▶ [TASK GOAL]:
Render the lines below, from the line containing "Exercise. Mark every instance of the dark" through the line containing "pixel 165 93", as a Markdown table with the columns Row and Text. Number the rows and skip any blank lines.

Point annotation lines
· · · ·

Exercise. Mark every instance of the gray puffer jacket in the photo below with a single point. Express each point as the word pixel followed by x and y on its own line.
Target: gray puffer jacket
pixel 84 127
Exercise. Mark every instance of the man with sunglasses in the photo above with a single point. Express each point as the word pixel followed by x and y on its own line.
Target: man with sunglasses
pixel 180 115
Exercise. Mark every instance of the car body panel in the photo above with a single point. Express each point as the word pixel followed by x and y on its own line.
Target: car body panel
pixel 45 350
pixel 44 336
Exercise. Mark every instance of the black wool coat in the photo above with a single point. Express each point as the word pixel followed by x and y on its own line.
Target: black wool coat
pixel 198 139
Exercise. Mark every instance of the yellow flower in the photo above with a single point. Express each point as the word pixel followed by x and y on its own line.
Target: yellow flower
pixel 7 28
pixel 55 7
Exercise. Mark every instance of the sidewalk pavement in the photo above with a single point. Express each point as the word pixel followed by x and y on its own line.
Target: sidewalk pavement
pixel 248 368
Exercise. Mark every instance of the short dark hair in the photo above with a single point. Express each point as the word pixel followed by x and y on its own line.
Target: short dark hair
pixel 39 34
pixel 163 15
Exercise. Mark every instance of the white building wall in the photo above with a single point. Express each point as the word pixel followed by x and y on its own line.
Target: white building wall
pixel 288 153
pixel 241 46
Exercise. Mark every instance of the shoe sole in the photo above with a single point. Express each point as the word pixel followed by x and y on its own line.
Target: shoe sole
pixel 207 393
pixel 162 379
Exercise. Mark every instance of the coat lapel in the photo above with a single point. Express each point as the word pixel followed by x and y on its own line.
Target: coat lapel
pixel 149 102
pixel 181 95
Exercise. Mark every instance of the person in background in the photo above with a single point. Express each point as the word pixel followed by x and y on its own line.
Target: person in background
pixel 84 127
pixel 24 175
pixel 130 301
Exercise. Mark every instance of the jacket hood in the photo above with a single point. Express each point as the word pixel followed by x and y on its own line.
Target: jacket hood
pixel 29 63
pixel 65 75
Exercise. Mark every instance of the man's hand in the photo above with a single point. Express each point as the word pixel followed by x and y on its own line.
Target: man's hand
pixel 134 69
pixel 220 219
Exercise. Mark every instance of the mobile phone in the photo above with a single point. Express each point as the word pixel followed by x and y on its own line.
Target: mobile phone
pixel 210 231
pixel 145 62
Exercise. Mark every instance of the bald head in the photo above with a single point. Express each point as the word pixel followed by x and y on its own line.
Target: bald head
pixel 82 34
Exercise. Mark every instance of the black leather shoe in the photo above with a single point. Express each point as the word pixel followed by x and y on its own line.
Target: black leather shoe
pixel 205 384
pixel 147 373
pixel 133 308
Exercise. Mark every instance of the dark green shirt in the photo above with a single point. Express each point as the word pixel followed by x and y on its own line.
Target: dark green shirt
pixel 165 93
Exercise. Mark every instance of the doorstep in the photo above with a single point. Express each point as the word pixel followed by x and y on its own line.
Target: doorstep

· · · ·

▶ [RESULT FOR THIS TASK]:
| Row | Text |
|---|---|
| 1 | Exercise. Mark every instance of the dark green shirt in the photo above with a single point. Express each point as the word pixel followed by x and y on its own line. |
| 2 | Target: dark green shirt |
| 3 | pixel 165 93 |